▸ **WHAT NEEDS TO BE DONE**:
Output all of the records word for word and drop the images.
+++++
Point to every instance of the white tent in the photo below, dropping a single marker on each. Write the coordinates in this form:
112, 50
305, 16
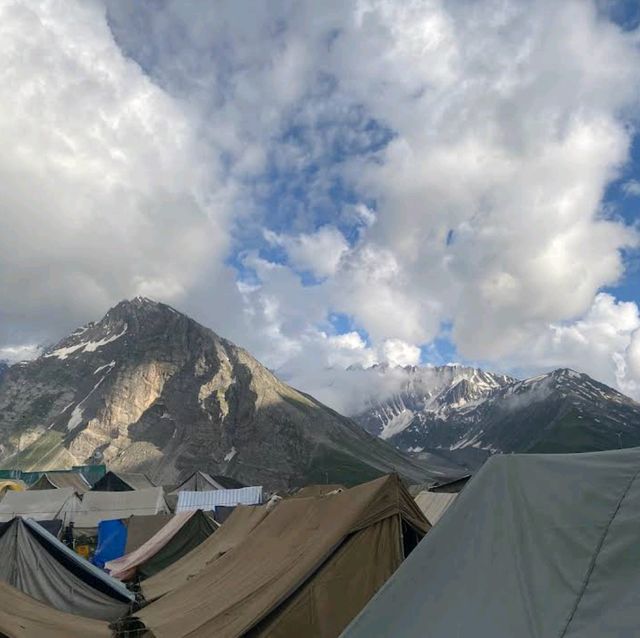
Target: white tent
41, 505
208, 501
104, 506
+++++
▸ **EXERCISE SOLUTION**:
Point to every instance of the white tent in the photo below, dropping a single marker on each. Write the coordinates in this form:
112, 50
305, 16
Target: white tent
41, 505
208, 501
104, 506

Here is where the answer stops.